**Task directions:**
Take the data below and repeat it exactly.

■ ■ ■

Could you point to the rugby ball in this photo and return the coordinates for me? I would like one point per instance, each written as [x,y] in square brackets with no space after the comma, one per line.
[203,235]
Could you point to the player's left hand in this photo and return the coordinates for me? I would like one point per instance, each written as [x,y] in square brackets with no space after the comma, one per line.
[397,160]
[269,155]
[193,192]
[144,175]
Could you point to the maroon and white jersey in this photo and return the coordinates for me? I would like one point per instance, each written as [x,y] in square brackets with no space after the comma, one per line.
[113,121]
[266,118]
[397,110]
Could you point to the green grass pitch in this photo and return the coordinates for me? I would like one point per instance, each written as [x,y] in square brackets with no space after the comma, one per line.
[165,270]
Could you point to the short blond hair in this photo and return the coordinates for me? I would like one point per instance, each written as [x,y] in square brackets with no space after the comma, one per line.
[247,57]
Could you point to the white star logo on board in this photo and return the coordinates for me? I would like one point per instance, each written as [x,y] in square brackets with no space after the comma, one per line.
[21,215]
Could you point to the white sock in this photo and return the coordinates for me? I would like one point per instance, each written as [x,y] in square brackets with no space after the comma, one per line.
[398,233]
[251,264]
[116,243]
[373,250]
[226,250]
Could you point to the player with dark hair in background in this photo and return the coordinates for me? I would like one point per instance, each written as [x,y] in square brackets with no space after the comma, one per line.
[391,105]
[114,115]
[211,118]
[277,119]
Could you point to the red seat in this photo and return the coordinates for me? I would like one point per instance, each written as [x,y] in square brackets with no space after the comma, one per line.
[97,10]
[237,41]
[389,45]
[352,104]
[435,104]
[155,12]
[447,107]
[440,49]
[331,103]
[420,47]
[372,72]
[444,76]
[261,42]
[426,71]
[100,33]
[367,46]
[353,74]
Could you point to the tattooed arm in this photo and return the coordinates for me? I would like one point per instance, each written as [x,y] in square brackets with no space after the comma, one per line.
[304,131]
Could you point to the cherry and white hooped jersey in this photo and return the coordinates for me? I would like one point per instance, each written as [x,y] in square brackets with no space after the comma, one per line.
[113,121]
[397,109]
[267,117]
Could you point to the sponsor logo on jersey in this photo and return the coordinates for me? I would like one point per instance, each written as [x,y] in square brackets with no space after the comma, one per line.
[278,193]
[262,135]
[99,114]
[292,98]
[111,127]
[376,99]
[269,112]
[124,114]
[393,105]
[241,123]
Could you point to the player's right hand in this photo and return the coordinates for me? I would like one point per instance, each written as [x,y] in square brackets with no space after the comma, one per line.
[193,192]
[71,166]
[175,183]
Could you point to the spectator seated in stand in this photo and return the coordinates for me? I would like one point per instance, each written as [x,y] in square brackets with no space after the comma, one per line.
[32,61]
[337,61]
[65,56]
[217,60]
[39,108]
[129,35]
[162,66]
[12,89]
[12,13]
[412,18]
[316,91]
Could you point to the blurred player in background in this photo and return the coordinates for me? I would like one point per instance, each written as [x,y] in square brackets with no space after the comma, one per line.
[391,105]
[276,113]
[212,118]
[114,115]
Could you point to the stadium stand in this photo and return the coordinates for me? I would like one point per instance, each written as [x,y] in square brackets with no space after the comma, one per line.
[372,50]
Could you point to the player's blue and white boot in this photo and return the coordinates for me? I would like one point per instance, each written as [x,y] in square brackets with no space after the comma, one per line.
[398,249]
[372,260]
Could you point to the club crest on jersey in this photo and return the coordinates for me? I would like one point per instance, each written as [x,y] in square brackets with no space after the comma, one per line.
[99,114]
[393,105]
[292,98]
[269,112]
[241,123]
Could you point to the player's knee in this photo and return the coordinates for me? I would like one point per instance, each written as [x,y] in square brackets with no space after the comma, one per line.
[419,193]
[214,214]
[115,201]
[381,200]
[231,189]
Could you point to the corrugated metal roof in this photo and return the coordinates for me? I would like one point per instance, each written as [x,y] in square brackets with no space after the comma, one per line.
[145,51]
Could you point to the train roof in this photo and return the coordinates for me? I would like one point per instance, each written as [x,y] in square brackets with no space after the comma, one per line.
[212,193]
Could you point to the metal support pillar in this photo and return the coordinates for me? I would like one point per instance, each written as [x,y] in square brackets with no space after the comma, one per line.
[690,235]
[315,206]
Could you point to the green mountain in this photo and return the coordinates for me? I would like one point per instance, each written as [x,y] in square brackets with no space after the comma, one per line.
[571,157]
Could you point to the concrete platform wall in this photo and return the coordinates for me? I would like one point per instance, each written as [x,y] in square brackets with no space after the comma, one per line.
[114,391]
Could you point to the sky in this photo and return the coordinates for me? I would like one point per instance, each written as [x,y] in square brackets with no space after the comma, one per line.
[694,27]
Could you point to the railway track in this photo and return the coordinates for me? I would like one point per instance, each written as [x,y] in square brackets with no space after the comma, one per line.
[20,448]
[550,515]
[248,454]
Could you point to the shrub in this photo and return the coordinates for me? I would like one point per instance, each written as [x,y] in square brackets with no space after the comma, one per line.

■ ■ ■

**The answer:**
Could you point to the rugby ball in this photo and return the coordinates for me? I would like one point per instance, each written as [x,y] in square brackets with no space after the comma, one per line.
[203,235]
Could you point to the player's left hand in this photo and return the coordinates for me? I would like one point per instance, each written as [x,y] in square brackets with no space after the comma, one per line.
[397,160]
[269,155]
[193,192]
[144,175]
Could you point to the maroon and white jersey in this photo and return the coordinates for me? I would like one point per instance, each written as [x,y] in square brackets with no space after the comma, one per line.
[113,121]
[266,118]
[397,110]
Could you point to the green grass pitch in this photo and return the coordinates for me? I would like one point per instance, each written as [x,y] in square brackets with no space after the comma, one per line.
[165,270]
Could you point to the short blond hair in this photo and return the coordinates for me? I would like one point per instance, each written as [x,y] in square brackets with no space after the comma, one per line.
[247,57]
Could you point to the white star logo on board in this photo and return the coordinates for me? I would like one point per instance, each written as [x,y] in square brackets with no space after the comma, one per line.
[21,215]
Could you point to the white sock in this photo and return the coordinates for me? I would like one point per instance, each written as [x,y] in square brackets with no space after the comma, one per line.
[398,233]
[251,264]
[116,243]
[373,250]
[226,250]
Could you point to the player with dark hair in background in this photo and return the coordinates for me? I would like one point per instance, each written as [x,y] in square brackets with no space after the comma, one per line.
[391,105]
[114,115]
[211,118]
[277,119]
Could you point to the red seat in this photo and return the coordinates for me? I would like one point per instance, each written as [x,y] in square brackets with no space after the comma, one per line.
[97,10]
[237,41]
[389,45]
[352,104]
[435,104]
[155,12]
[447,107]
[440,49]
[331,103]
[420,47]
[372,72]
[444,76]
[261,42]
[426,71]
[100,33]
[367,46]
[353,74]
Could you point to the tattooed arm in this photo and return the coordinates for me? I would like one point per instance, each written as [x,y] in square brackets with no space after the comma, one per line.
[304,131]
Could you point to the cherry and white hooped jersey in this photo and return the coordinates for me? I would like one point per instance, each written as [x,y] in square brackets with no space after the comma, one per line.
[113,121]
[397,109]
[267,117]
Could you point to the sponsor logo on jersey in this photo and return the coordinates for me? I would like one point per instance, each written as [x,y] in square brackets with no space after the comma, one per line.
[278,193]
[262,135]
[99,114]
[292,98]
[111,127]
[376,99]
[269,112]
[124,114]
[393,105]
[241,123]
Could you point to the player's right hand in this photo and return the coordinates for me? I would like one point per instance, each written as [x,y] in square brackets with no space after the comma, one per line.
[193,192]
[71,166]
[175,183]
Could you point to the spectator seated in stand in this photo and return the coordinates for me? I would like one point per instance, each written as [x,y] in square brackets with no space after the comma, one per line.
[32,61]
[337,61]
[65,56]
[217,60]
[39,108]
[129,35]
[162,66]
[12,89]
[12,13]
[412,18]
[316,91]
Could you point to the blurred player in background in this photo and return the coordinates for me? I would like one point per instance, each written as [x,y] in square brackets with no space after the comma, one per line.
[391,105]
[276,113]
[212,118]
[114,115]
Could you point to the stadium stand in this photo and return the coordinates for me? I would like one point per instance, each written as [x,y] in square brackets with no space after the comma, one per line.
[372,50]
Could you point to the player's blue and white boot in this photo and return the coordinates for me? I would like one point per instance, each written as [x,y] in square brackets with no space after the comma, one per line.
[398,249]
[372,260]
Could you point to the club crest on jersey in this photo and return the coordinates for me? I would like one point per instance, each written as [x,y] in square brackets with no space after the comma, one per line.
[99,114]
[393,105]
[292,98]
[269,112]
[241,123]
Could you point to the player's knee in this photo and return the coordinates for me? I would like one point per instance, each written as [x,y] in square brackets with no space after the comma, one per line.
[419,193]
[214,214]
[115,201]
[381,200]
[231,189]
Could you point to the corrugated metal roof in this photo and return the coordinates for me? I would like one point per instance, each written as [x,y] in square brackets with no space after the comma, one per line.
[145,51]
Could you point to the train roof in this photo and return the coordinates for me? I would like one point per instance, each written as [x,y] in square brackets with no space after the comma, one per line.
[212,193]
Could you point to the metal support pillar in this photo and return the coordinates for me? I would like one point per instance, each written as [x,y] in square brackets with no space after the comma, one per line.
[690,235]
[315,206]
Could you point to the green mountain in this photo and return the coordinates for me? I would like one point per instance, each written as [x,y] in square brackets with no space after the comma, one per line.
[571,157]
Could you point to the concrete platform wall in this photo and return the coordinates for me? I would like one point per instance, each written as [x,y] in square brackets with no space after the comma, one per line.
[114,391]
Could you point to the sky in this photo and return the coordinates for me? I would like one point per instance, each written as [x,y] in square brackets with no space after the comma, one per line.
[694,27]
Could you point to the railway track in this photo and return the coordinates for me? I would like one point per instance, each written as [x,y] in square brackets with no space after the comma, one per line.
[20,448]
[550,515]
[248,454]
Could you point to the shrub in this photo and return the coordinates for me? I would like one point per instance, each written as [x,y] in square brackets with no space after the comma, one per line.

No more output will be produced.